* [Task 1]
Answer these questions from the forum thread on ridge beam end bearing, one line each:
(a) How many stamped drawings does the house bgingras is finishing have, and for which systems?
(b) What is the diameter of the monopost TimNY describes?
(c) On what date did TimNY post?
* [Task 2] Reproduce the part of the forum thread on ridge beam end bearing that starts at "They tried to" and ends at "be acceptable, no?".
* [Task 3]
Decide whether each statement agrees with the forum thread on ridge beam end bearing. Answer yes or no, and quote the words from the thread that settle it.
(a) bgingras says the stamped drawing for the beam is required at the time of plan review.
(b) TimNY describes a double microlam in the basement.
(c) Min&Max says that they succeeded in proving him wrong.

* [Text extract]
════════

Re: Ridge Beam end bearing

I don’t see that this would required a DP, a non-professional could use charts, tables etc. This must be in an area that doesn’t required plan review?


----------



## bgingras (Jan 13, 2010)

Re: Ridge Beam end bearing



			
				Min&Max said:
			
		

> An engineer for that?!!! Please tell me you are joking.


Requires stamped drawing for the beam showing all loads and bearing requirements at time of plan review. Beam then installed according to stamped plan. I'm just finishing a house right now that has such 42 stamped drawings for the floor and roof systems.


----------



## Min&Max (Jan 13, 2010)

Re: Ridge Beam end bearing

They tried to prove me wrong but could not---common sense is dead and we are maintaining the burial site with vigor.


----------



## TimNY (Jan 15, 2010)

Re: Ridge Beam end bearing

wait.. so you mean the triple microlam (5-1/4 OAW) in the basement supported by a an adjustable 2-3/4 dia monopost with a 4x6 plate now bent downward and embedded in the grain of the beam needs to support the entire width? And be engineered? sheesh

Some manufacturer's instructions do specify beam size and support for simple spans and loads.  As a pre-engineered solution for these situations, the manufacturers documentation should be acceptable, no?

════════

* [Data provided]
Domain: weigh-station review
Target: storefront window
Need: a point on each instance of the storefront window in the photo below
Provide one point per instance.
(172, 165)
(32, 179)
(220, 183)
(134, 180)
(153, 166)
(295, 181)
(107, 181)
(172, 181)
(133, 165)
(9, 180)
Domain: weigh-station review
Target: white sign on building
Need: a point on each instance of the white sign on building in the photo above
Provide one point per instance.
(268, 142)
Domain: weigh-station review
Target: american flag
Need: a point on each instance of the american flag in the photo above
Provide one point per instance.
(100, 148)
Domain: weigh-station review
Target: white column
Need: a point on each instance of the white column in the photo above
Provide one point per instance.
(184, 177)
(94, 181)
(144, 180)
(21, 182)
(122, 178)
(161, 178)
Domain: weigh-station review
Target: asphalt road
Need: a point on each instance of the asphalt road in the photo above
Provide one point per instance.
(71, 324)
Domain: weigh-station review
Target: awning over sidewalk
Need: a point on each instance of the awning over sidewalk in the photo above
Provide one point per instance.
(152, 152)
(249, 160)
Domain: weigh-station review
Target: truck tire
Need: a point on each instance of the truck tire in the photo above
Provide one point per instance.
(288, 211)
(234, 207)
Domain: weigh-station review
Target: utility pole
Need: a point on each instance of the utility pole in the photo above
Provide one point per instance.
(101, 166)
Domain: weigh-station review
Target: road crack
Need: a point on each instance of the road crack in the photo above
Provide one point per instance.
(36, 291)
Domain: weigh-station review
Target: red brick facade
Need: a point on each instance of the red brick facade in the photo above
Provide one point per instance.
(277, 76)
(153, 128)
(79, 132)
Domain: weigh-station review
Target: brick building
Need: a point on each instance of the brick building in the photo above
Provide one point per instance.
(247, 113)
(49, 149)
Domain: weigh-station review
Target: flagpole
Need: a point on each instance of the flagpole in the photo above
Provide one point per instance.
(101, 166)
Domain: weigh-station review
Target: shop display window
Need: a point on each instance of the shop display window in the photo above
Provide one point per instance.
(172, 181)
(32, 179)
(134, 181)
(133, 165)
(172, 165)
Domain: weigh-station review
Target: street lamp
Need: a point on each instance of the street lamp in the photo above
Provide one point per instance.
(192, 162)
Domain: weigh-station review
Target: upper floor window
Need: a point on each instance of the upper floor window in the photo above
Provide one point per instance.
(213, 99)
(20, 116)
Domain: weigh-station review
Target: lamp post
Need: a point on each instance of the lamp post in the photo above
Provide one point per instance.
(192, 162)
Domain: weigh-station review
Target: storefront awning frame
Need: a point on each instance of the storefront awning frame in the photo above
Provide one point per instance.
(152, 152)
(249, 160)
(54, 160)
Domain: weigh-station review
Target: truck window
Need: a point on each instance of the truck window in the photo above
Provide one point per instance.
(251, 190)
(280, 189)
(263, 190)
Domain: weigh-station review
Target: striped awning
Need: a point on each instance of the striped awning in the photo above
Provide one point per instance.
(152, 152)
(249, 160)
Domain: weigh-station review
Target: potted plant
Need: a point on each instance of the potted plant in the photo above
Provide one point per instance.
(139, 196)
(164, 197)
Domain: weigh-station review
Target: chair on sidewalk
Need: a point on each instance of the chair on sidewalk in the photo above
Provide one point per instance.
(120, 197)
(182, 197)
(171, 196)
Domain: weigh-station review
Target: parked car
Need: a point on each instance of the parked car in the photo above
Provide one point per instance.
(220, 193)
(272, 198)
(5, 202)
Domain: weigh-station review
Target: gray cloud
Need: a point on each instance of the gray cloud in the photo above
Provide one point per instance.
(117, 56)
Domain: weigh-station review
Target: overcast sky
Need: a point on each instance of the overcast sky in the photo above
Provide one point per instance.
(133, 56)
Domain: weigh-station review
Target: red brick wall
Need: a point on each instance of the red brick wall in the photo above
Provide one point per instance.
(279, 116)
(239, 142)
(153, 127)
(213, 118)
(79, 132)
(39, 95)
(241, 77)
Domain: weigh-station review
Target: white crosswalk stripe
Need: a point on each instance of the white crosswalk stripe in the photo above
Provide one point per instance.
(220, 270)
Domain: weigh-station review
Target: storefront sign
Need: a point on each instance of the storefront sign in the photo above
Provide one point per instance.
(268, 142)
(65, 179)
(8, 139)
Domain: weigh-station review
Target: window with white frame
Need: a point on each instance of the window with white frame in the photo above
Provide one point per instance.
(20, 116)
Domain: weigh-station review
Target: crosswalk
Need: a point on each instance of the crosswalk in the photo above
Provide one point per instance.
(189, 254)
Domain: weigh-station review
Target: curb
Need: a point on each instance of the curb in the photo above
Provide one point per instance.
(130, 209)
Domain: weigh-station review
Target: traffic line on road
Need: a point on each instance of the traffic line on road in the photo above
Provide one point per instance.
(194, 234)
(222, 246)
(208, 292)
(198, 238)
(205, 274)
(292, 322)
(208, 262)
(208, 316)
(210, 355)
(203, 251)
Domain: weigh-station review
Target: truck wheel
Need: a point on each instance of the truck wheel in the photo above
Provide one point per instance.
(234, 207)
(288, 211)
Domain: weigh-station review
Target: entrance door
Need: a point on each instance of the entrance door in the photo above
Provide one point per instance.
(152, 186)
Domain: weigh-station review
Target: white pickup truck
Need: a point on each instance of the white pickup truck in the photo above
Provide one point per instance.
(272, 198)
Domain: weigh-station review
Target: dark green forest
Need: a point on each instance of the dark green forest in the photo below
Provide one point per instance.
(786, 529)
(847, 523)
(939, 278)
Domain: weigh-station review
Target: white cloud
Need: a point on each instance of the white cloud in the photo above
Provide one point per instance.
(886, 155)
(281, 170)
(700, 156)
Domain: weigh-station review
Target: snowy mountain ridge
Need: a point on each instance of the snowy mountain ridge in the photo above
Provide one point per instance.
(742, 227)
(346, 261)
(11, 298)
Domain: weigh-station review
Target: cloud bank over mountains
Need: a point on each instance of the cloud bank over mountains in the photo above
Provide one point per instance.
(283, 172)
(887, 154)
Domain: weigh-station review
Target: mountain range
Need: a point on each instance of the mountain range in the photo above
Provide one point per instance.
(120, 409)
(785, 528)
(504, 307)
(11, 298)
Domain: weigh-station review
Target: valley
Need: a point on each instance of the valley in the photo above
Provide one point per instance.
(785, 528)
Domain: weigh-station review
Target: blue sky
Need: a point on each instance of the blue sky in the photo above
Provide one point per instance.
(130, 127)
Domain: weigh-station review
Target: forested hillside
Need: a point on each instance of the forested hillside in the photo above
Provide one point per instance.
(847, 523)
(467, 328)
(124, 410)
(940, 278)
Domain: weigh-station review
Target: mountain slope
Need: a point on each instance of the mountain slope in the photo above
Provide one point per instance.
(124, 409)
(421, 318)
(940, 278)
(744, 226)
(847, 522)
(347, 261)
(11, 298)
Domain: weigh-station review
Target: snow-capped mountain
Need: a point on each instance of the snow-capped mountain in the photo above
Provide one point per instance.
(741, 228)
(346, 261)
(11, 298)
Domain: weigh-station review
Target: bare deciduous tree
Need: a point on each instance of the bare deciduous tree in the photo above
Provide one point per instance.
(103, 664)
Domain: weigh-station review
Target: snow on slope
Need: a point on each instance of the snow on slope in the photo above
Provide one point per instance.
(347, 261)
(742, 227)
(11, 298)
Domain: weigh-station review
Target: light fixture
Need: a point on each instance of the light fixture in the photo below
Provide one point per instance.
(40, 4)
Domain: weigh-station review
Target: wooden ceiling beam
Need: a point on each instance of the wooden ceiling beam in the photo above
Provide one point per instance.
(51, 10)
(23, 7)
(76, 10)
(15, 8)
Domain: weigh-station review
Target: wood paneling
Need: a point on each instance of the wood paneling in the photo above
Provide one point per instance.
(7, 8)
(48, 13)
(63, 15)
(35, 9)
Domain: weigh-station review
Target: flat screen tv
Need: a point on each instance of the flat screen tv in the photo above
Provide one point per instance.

════════

* [Task answer 1]
(a) 42 stamped drawings, for the floor and roof systems.
(b) 2-3/4.
(c) Jan 15, 2010.

* [Task answer 2]
They tried to prove me wrong but could not---common sense is dead and we are maintaining the burial site with vigor.


----------



## TimNY (Jan 15, 2010)

Re: Ridge Beam end bearing

wait.. so you mean the triple microlam (5-1/4 OAW) in the basement supported by a an adjustable 2-3/4 dia monopost with a 4x6 plate now bent downward and embedded in the grain of the beam needs to support the entire width? And be engineered? sheesh

Some manufacturer's instructions do specify beam size and support for simple spans and loads.  As a pre-engineered solution for these situations, the manufacturers documentation should be acceptable, no?

* [Task answer 3]
(a) Yes: "Requires stamped drawing for the beam showing all loads and bearing requirements at time of plan review."
(b) No: "the triple microlam (5-1/4 OAW) in the basement"
(c) No: "They tried to prove me wrong but could not"